## Aim 1
Report only how many lines in the rows below contain the string "green".

## Source passage
┄┄┄┄┄┄

In Figure 5(a), we give an overview of the filament eruption event and show SuNeRF-rendered images during and after the eruption (top and bottom row, respectively). We provide height maps that give the distance from the solar center for the observed emission (Section 3.3). The reconstruction shows that the prominence rises slowly (yellow arrow), followed by a rapid ejection of the filament plasma into interplanetary space (coronal mass ejection). Afterward, the hot flare ribbons, which are clearly mapped close to the solar surface, are formed, in agreement with our physical understanding of eruptions (blue arrow). In addition, we show the total absorption along the line of sight, where the filament structure can be clearly identified. The ejection can be related to the depletion of absorbing plasma.

Triangulation is a useful approach for height estimations of dense plasma but can lead to ambiguous results for an optically thin medium (Aschwanden 2005, 2011). With the full mapping of the solar atmosphere, we can better analyze the underlying 3D structure and study emission and absorption profiles along their radial extent. In Figure 5(b), we show the time evolution of an extracted slice of the modeled solar atmosphere (blue line in Figure 5(a)). The top row shows the emission profile. After the eruption (∼19:40), postflare loops and their related flare ribbon footpoints are formed (blue arrow). The loop height can be directly estimated from the profiles (∼0.7 R_⊙ or 500 Mm above the solar surface). The absorption profiles show the evolution of the filament plasma and allow one to determine the direction and velocity of the erupting structure.

┄┄┄┄┄┄

## Aim 2
List every colored arrow or line that the passage on the filament eruption mentions, and state what each one marks.

┄┄┄┄┄┄

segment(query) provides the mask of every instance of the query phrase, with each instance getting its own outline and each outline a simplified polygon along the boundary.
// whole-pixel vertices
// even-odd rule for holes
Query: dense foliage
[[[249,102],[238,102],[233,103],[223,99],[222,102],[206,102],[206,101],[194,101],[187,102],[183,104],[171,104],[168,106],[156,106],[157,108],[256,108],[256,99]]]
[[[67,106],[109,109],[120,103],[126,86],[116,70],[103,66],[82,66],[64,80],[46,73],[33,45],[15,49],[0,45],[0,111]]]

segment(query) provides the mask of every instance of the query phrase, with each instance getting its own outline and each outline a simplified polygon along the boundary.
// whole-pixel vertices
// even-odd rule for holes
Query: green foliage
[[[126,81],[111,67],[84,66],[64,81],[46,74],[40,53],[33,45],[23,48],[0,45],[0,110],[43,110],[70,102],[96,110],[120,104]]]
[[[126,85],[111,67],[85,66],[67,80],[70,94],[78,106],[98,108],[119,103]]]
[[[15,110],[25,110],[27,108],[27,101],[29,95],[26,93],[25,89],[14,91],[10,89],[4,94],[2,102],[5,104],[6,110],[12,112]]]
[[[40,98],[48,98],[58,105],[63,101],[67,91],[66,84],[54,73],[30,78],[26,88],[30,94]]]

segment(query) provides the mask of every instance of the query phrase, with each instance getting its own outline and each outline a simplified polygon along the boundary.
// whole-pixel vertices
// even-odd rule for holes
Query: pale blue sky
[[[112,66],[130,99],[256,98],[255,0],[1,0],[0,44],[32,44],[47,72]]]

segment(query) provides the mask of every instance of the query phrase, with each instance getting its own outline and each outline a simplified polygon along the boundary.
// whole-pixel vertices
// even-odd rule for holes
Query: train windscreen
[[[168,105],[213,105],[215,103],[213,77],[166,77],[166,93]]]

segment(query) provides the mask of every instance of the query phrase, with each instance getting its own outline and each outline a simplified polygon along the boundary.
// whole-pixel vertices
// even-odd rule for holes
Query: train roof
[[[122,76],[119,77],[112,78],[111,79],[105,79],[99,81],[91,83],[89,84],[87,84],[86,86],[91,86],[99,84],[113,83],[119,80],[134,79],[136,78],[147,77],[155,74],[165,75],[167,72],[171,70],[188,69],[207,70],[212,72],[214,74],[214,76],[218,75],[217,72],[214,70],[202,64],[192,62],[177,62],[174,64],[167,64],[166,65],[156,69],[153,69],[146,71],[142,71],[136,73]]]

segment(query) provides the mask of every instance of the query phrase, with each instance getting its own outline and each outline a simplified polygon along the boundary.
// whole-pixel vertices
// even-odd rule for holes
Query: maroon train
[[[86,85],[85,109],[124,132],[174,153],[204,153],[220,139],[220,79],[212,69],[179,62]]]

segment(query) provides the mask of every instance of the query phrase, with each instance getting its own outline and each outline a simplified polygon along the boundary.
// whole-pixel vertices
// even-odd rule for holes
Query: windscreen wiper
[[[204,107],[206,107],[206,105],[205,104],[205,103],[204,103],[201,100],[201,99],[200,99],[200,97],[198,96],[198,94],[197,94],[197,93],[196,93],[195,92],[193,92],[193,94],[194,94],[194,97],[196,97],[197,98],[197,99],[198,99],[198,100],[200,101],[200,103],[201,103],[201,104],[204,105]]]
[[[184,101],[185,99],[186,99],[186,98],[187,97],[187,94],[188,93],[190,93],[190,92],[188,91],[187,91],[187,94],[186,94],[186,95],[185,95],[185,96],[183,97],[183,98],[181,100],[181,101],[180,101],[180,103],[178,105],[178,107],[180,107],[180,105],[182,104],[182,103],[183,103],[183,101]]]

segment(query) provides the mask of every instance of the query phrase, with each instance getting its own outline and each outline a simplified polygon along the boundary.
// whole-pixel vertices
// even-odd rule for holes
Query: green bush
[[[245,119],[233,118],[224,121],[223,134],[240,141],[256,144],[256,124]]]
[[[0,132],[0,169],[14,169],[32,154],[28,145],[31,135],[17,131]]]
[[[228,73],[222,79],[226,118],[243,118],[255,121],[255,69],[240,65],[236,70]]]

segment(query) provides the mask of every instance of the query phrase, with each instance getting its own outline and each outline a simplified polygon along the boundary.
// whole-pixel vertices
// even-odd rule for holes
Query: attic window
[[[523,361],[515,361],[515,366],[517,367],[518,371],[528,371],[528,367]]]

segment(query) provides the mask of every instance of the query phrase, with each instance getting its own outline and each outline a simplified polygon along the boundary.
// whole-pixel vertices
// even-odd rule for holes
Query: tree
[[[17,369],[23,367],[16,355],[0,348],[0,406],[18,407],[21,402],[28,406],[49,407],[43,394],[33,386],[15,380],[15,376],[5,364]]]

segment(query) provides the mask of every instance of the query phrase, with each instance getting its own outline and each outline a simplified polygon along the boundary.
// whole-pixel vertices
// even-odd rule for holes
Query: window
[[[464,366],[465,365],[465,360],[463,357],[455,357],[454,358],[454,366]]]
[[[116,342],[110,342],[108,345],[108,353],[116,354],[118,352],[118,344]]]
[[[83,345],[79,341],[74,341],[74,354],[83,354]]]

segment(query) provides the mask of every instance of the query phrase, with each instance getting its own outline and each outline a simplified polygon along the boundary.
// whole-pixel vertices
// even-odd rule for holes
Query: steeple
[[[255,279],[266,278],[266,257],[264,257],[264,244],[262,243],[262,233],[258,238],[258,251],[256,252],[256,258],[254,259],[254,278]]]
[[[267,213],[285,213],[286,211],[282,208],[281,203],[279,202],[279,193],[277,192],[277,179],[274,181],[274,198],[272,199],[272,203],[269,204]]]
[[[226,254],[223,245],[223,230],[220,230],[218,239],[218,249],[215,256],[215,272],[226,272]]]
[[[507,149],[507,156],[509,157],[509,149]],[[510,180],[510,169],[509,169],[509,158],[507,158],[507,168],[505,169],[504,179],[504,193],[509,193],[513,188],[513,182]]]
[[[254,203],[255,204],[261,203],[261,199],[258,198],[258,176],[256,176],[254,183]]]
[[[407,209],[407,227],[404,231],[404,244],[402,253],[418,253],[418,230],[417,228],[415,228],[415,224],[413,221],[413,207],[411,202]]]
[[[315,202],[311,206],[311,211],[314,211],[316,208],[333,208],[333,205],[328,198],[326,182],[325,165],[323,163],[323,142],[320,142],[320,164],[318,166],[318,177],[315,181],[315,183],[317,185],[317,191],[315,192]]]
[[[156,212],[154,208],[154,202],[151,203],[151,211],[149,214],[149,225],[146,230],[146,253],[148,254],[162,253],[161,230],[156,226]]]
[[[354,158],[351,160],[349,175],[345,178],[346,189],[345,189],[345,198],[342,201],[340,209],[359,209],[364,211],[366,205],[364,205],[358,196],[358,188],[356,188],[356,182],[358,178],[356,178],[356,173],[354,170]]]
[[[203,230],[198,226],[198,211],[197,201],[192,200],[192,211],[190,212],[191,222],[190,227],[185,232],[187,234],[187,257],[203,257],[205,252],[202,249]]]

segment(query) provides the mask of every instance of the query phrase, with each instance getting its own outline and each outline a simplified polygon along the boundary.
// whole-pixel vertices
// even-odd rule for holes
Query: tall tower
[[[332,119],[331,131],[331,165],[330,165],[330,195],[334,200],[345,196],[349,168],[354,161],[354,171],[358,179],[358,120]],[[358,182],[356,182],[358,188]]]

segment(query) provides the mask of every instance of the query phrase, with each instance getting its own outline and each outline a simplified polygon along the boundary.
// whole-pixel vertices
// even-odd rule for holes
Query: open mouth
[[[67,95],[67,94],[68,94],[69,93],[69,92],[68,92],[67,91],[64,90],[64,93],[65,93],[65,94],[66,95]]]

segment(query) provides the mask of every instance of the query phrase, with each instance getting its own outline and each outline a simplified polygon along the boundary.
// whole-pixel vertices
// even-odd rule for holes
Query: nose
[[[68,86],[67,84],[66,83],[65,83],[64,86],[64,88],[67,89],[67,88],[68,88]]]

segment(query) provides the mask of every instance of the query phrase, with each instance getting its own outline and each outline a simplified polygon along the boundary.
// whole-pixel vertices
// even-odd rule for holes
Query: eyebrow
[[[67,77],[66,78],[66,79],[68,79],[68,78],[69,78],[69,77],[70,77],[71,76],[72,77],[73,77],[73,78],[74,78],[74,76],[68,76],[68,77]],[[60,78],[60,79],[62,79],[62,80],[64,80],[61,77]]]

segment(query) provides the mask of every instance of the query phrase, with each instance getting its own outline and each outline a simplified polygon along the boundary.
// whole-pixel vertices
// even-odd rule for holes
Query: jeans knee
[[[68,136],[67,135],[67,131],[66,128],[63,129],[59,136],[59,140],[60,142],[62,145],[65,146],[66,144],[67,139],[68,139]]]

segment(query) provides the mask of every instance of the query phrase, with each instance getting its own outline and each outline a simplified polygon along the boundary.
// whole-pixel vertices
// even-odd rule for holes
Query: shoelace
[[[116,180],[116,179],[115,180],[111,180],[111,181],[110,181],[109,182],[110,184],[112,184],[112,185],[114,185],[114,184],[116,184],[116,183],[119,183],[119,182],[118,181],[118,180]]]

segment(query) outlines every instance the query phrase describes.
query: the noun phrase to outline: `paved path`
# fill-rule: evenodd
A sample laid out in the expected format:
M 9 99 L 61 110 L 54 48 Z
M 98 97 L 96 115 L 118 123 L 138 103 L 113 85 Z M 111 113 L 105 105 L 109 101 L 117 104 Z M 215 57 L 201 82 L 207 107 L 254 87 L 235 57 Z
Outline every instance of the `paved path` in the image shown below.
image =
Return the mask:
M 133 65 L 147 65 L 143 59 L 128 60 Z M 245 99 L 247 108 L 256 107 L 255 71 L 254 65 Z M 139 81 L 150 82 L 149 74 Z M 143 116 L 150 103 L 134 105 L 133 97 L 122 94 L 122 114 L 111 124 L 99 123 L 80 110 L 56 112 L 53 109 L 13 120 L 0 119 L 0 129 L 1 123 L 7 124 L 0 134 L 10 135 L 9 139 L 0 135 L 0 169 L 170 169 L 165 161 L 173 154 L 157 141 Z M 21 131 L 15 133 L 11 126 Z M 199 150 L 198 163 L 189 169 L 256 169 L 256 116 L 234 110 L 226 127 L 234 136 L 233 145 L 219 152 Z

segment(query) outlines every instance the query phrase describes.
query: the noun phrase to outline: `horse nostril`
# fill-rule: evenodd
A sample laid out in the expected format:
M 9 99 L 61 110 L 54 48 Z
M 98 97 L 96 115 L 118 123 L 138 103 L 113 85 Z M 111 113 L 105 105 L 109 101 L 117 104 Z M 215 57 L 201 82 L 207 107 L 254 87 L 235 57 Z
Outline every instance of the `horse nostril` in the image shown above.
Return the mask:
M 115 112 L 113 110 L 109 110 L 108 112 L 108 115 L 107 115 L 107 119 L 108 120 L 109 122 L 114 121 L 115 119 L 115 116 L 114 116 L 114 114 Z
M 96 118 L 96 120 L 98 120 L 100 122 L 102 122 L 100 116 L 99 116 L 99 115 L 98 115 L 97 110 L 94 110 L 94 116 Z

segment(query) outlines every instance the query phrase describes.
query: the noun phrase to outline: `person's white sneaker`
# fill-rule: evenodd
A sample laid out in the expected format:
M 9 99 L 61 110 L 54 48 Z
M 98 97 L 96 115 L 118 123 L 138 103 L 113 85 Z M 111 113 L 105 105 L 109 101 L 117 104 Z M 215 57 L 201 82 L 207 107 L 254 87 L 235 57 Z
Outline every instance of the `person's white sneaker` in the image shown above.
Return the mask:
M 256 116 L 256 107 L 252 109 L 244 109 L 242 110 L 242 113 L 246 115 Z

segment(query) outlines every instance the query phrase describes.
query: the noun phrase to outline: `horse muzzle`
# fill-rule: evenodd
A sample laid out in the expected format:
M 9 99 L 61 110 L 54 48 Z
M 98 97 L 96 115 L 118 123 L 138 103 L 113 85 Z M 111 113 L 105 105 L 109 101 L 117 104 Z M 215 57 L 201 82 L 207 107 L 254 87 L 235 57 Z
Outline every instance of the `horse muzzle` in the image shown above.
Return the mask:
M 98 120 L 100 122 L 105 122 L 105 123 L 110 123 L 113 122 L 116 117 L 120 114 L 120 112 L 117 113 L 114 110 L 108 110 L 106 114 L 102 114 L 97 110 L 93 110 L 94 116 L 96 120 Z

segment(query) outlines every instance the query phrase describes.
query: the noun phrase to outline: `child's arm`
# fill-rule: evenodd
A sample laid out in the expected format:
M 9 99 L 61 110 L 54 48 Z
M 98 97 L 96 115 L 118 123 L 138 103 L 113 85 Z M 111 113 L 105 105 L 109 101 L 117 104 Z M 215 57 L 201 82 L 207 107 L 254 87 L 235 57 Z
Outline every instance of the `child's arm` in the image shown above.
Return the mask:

┄┄┄┄┄┄

## Written reply 1
2

## Written reply 2
- Yellow arrow: the slow rise of the prominence.
- Blue arrow (Figure 5(a)): the hot flare ribbons that form close to the solar surface after the ejection.
- Blue line in Figure 5(a): the extracted slice of the modeled solar atmosphere whose time evolution appears in Figure 5(b).
- Blue arrow (Figure 5(b)): the postflare loops and their related flare ribbon footpoints that form after the eruption.